----- Selected excerpt -----

Hanzi’s Private Notes: The 5 Metamemes Before Metamodernism

The following is work-in-progress and based on a few loose notes from Hanzi Freinacht’s work on his upcoming book ‘The 6 Hidden Patterns of History’. This is the third book in Hanzi’s metamodern guides series. It takes on a developmental approach to world history and does so through the lens of six overarching developmentally derived patterns that Hanzi refers to as “metamemes”.

1) The Animistic Metameme:

  • Self: Body-self, that you are your body, no differentiated conception of soul, no differentiated role identity, family and profession are one, rituals that define life stages, sex is ritualized and some cultures are permissive, no conception of individual. Note. This is not an “African” theme, but has to do with metamemes, ancestral worship, spirits.
  • Ideology: Name for insiders synonymous with humans, totem (animals and nature given social and symbolic significance—we are the bear, etc.) and taboo (incest, but also touching the shaman’s tools, charged with mana etc.), ethics towards natural world, no formalized ethics about “society”.

-----

## Directive A
Reproduce the metamemes passage in full, word for word, from its title through its last line.
The metamemes passage and the rows come from separate, unrelated sources.

----- Records -----

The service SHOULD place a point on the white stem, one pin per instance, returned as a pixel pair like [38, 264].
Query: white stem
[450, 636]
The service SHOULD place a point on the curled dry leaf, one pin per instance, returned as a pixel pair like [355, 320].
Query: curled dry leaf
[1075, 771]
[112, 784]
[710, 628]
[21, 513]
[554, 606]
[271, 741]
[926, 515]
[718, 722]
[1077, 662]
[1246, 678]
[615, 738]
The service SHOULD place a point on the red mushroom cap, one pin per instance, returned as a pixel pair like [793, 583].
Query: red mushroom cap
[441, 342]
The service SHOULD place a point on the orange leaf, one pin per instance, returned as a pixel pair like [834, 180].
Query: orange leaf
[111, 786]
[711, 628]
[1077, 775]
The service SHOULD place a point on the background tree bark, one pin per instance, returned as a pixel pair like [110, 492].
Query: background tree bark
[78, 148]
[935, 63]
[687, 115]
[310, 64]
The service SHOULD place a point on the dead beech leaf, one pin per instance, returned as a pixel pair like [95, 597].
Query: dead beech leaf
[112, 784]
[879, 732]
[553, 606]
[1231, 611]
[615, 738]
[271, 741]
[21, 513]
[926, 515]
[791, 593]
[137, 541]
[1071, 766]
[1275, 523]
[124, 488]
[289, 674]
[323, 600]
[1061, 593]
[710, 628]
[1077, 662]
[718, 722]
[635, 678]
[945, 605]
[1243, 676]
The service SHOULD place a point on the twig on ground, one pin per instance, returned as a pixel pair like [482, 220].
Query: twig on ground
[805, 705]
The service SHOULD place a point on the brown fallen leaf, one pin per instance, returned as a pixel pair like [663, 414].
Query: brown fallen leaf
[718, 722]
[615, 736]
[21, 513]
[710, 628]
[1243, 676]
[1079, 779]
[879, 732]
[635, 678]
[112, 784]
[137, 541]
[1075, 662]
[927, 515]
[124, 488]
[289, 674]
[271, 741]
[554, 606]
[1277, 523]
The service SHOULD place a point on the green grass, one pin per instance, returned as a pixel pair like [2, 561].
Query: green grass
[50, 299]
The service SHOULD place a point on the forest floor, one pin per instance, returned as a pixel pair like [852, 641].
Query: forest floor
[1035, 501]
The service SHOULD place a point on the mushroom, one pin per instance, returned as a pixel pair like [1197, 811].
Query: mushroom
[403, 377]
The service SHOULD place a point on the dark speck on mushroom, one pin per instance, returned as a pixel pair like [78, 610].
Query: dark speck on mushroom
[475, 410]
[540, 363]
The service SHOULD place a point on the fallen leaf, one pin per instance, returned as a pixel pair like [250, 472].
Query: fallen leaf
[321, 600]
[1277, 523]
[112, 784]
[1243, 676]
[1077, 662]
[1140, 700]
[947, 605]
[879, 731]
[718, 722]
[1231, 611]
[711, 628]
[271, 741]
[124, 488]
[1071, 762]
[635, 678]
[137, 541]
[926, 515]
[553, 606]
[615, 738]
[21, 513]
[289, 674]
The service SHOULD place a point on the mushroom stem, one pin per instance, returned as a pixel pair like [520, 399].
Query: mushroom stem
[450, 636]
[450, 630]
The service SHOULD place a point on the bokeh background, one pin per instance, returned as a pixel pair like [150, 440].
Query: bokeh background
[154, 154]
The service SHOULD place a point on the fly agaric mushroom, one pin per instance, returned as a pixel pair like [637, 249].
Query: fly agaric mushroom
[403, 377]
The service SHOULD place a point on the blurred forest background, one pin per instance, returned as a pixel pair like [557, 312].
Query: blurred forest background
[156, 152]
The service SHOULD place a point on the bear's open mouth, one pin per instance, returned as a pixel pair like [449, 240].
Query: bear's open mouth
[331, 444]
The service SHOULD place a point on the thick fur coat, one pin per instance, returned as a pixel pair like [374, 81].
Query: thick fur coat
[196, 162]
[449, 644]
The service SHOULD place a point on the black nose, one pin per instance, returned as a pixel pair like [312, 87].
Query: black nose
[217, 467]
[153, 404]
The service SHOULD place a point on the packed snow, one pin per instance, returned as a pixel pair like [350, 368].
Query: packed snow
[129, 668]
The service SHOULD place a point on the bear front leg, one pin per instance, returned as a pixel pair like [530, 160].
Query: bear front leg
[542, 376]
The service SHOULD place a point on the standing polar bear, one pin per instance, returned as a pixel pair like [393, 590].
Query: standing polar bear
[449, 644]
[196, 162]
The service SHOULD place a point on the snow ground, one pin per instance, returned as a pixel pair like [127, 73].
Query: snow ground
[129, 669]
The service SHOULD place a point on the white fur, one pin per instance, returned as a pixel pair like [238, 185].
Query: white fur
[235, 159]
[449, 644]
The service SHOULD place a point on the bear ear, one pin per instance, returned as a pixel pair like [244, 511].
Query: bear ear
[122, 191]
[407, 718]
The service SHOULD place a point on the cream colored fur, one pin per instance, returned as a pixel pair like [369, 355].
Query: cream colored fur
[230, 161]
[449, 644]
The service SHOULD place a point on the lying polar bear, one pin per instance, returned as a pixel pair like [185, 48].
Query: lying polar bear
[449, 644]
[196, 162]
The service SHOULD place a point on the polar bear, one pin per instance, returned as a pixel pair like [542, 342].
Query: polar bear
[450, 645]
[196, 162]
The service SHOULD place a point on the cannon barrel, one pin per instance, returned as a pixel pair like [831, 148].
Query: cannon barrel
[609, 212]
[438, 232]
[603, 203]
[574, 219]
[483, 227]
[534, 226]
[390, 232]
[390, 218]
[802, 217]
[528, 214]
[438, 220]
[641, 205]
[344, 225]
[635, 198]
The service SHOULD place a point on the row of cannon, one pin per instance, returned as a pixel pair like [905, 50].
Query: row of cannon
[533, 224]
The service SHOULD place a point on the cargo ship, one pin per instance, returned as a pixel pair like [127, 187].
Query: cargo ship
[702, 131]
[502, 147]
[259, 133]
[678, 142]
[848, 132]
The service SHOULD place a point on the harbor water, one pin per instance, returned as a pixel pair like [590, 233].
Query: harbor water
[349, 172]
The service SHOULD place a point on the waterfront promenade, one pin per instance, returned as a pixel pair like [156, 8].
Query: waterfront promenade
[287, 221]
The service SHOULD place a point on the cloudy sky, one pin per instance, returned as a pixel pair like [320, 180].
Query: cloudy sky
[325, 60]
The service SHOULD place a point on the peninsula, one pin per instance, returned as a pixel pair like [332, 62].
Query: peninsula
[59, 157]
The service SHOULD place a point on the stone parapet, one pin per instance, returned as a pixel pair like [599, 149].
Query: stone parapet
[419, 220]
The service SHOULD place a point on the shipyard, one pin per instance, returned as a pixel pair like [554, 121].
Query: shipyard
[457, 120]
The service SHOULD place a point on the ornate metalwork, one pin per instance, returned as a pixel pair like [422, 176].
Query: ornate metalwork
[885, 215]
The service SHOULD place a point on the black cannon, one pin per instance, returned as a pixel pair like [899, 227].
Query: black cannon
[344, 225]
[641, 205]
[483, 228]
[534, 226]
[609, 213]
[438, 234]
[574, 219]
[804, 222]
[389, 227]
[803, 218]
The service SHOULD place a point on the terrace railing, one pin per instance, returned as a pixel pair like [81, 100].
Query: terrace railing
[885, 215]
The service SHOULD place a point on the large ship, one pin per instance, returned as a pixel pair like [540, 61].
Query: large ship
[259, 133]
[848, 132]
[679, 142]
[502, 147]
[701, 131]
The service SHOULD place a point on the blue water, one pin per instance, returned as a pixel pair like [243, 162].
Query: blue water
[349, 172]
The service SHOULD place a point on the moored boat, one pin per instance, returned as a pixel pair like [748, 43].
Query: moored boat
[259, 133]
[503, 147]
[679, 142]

-----
----- Records -----

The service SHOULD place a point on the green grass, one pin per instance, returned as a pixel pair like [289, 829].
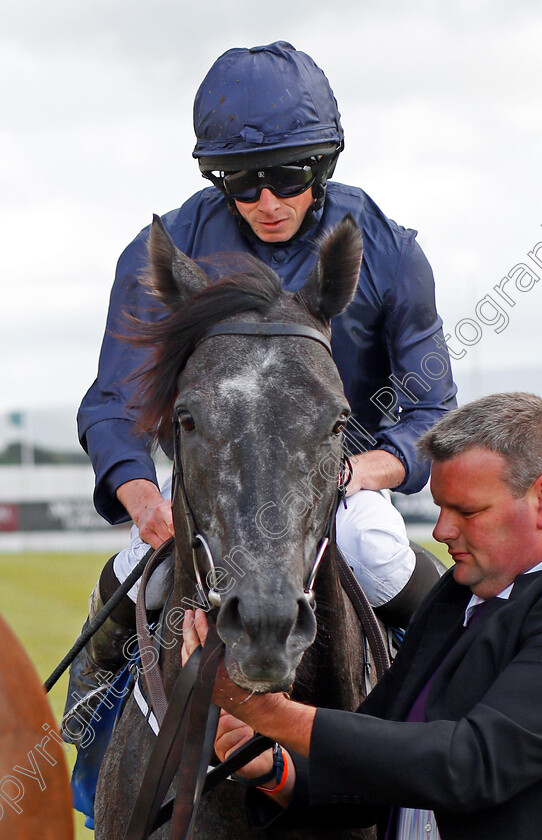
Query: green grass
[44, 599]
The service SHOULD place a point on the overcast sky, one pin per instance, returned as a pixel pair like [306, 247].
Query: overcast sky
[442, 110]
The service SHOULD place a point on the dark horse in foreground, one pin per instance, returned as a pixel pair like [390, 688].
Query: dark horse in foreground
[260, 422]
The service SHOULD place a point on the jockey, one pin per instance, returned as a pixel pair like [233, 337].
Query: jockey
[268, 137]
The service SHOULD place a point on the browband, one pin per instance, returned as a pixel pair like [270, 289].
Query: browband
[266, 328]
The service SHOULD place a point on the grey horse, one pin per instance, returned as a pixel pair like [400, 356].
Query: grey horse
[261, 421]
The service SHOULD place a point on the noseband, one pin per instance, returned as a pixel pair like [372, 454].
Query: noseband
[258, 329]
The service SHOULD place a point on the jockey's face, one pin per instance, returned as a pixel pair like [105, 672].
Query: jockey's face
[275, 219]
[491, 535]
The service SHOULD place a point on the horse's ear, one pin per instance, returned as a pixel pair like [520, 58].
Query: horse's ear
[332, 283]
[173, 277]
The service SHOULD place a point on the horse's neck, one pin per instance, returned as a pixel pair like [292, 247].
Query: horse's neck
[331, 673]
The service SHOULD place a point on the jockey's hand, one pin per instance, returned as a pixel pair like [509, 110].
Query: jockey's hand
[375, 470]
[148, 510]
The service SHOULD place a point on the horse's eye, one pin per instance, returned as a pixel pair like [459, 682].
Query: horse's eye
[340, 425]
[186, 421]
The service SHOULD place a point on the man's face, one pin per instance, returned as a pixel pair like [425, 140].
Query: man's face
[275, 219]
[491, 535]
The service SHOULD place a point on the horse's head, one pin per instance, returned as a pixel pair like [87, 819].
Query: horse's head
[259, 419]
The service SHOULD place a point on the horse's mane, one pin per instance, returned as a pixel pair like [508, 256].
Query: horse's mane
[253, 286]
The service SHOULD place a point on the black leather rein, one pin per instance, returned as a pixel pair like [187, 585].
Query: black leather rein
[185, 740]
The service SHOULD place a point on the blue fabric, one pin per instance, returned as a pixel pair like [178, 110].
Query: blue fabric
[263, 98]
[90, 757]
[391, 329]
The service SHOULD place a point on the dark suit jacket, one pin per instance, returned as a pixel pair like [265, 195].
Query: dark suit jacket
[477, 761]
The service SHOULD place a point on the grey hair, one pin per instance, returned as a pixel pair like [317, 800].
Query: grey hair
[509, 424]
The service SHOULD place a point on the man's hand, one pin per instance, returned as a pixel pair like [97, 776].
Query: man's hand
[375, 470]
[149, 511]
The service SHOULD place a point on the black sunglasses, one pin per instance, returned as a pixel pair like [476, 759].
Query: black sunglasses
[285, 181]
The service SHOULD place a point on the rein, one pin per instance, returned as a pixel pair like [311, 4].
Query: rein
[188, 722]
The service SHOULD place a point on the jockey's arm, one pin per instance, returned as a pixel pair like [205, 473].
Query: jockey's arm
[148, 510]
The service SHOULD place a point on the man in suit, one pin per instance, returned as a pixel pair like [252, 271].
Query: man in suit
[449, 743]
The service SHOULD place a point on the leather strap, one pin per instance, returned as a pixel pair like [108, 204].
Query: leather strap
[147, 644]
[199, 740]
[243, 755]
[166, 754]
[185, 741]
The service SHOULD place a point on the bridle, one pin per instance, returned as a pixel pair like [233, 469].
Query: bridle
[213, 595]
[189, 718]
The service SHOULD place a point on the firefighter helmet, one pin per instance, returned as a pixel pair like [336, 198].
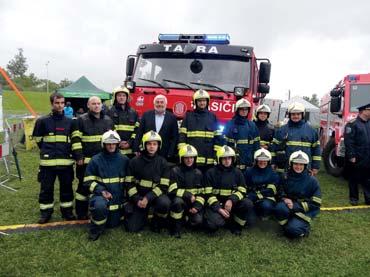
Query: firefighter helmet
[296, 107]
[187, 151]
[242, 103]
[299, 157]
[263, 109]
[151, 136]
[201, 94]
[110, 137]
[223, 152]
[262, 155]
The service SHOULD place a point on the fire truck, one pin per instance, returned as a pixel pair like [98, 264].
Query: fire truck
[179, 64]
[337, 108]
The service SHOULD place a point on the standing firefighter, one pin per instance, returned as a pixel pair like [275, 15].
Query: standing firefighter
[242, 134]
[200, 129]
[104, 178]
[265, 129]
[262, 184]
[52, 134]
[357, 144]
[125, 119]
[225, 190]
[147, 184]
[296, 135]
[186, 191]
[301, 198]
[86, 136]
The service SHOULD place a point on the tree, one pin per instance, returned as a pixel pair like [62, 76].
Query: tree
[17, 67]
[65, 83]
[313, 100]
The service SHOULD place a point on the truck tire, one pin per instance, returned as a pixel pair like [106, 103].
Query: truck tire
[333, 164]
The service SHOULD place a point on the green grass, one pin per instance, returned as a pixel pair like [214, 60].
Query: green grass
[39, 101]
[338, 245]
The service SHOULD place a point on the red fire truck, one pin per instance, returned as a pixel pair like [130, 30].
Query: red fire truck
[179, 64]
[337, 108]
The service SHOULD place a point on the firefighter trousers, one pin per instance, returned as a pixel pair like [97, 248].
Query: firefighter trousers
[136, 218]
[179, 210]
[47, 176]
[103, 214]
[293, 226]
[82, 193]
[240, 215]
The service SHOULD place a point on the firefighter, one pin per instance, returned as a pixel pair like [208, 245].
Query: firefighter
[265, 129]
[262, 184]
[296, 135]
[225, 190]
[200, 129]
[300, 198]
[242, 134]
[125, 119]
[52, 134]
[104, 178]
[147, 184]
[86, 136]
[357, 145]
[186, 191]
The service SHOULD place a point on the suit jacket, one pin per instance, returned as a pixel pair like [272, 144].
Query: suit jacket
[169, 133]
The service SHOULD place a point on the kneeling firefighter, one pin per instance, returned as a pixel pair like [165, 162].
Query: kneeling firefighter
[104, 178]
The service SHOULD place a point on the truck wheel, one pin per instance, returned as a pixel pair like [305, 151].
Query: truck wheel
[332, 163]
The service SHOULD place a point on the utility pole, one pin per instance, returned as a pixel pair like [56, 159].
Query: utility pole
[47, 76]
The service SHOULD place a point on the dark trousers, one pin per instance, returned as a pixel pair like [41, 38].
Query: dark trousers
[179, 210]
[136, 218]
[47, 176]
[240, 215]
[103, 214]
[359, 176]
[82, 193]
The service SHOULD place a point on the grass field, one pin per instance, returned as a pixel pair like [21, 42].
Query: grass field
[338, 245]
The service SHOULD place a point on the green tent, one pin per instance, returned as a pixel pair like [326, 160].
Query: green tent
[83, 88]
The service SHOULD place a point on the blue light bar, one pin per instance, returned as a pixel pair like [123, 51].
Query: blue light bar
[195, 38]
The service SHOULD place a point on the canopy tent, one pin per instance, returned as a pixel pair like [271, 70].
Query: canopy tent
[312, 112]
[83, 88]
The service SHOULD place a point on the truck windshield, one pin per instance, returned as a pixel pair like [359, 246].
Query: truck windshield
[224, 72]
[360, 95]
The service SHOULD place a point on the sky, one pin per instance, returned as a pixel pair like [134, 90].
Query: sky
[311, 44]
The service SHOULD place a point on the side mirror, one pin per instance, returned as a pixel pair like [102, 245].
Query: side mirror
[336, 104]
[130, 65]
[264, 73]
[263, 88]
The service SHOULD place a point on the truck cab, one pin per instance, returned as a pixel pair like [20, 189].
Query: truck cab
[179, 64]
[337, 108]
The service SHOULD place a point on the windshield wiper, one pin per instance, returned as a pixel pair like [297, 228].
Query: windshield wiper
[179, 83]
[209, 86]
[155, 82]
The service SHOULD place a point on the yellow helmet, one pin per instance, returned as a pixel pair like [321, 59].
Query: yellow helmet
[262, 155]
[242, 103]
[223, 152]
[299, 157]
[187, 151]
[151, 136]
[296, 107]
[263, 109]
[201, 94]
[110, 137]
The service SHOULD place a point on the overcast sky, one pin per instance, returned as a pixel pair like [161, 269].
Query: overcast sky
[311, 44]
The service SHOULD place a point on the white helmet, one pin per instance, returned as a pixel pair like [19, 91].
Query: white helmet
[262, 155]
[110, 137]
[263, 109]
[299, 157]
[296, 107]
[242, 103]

-----

## Directive B
Collect every row above that contains the string "side". Case counts.

## Worked solution A
Hanzi’s Private Notes: The 5 Metamemes Before Metamodernism

The following is work-in-progress and based on a few loose notes from Hanzi Freinacht’s work on his upcoming book ‘The 6 Hidden Patterns of History’. This is the third book in Hanzi’s metamodern guides series. It takes on a developmental approach to world history and does so through the lens of six overarching developmentally derived patterns that Hanzi refers to as “metamemes”.

1) The Animistic Metameme:

  • Self: Body-self, that you are your body, no differentiated conception of soul, no differentiated role identity, family and profession are one, rituals that define life stages, sex is ritualized and some cultures are permissive, no conception of individual. Note. This is not an “African” theme, but has to do with metamemes, ancestral worship, spirits.
  • Ideology: Name for insiders synonymous with humans, totem (animals and nature given social and symbolic significance—we are the bear, etc.) and taboo (incest, but also touching the shaman’s tools, charged with mana etc.), ethics towards natural world, no formalized ethics about “society”.

## Worked solution B
The service SHOULD place a point on the side mirror, one pin per instance, returned as a pixel pair like [102, 245].
Query: side mirror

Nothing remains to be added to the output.